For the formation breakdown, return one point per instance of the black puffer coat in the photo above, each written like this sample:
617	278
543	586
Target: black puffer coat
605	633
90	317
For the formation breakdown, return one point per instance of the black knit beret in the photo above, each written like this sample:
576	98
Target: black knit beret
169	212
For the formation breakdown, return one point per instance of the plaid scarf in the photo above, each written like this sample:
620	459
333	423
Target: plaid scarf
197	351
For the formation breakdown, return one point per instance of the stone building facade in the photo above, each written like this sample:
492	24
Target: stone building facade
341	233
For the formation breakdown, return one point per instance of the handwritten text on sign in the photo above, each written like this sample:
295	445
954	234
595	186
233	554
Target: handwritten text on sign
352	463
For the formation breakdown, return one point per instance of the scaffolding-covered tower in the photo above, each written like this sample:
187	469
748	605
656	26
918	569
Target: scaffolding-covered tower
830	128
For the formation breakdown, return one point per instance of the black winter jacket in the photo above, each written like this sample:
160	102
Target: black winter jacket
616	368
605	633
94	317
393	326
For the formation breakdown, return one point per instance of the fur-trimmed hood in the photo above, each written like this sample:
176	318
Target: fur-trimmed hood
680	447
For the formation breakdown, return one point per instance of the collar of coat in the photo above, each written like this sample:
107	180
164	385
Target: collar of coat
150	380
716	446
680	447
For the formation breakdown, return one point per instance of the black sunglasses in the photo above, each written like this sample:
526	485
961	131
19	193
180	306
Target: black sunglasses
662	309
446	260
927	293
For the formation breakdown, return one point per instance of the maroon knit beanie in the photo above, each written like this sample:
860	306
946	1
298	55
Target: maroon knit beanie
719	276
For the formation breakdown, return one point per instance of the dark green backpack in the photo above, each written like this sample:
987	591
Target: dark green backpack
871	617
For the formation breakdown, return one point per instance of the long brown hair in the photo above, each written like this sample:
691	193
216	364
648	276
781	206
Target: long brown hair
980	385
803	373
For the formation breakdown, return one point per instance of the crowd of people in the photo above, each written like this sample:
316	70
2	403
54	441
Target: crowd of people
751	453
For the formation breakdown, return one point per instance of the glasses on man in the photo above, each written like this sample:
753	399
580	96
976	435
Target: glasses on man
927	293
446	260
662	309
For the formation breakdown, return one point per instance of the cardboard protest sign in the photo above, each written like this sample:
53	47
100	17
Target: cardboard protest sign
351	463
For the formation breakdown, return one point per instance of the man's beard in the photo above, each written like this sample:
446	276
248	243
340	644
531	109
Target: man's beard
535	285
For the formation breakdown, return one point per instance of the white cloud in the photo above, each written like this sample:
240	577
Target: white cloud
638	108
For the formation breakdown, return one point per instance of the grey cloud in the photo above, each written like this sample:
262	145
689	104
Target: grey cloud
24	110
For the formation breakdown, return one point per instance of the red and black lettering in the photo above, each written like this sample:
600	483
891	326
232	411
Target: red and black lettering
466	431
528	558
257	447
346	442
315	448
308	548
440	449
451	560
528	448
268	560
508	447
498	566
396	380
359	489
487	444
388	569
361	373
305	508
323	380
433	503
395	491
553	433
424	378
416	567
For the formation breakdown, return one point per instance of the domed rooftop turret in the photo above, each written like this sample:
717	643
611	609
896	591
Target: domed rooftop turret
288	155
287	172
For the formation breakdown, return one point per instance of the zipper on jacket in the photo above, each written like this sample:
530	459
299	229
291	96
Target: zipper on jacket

▸ **TASK TO CARRY OUT**: Find the word "zipper" in the listing and copy each line that contains it.

▸ **SOLUTION FOR THIS TASK**:
For the formation breakdown, return one point per instance of the zipper on jacket in the photo above, each written like this sample:
Target: zipper on jacket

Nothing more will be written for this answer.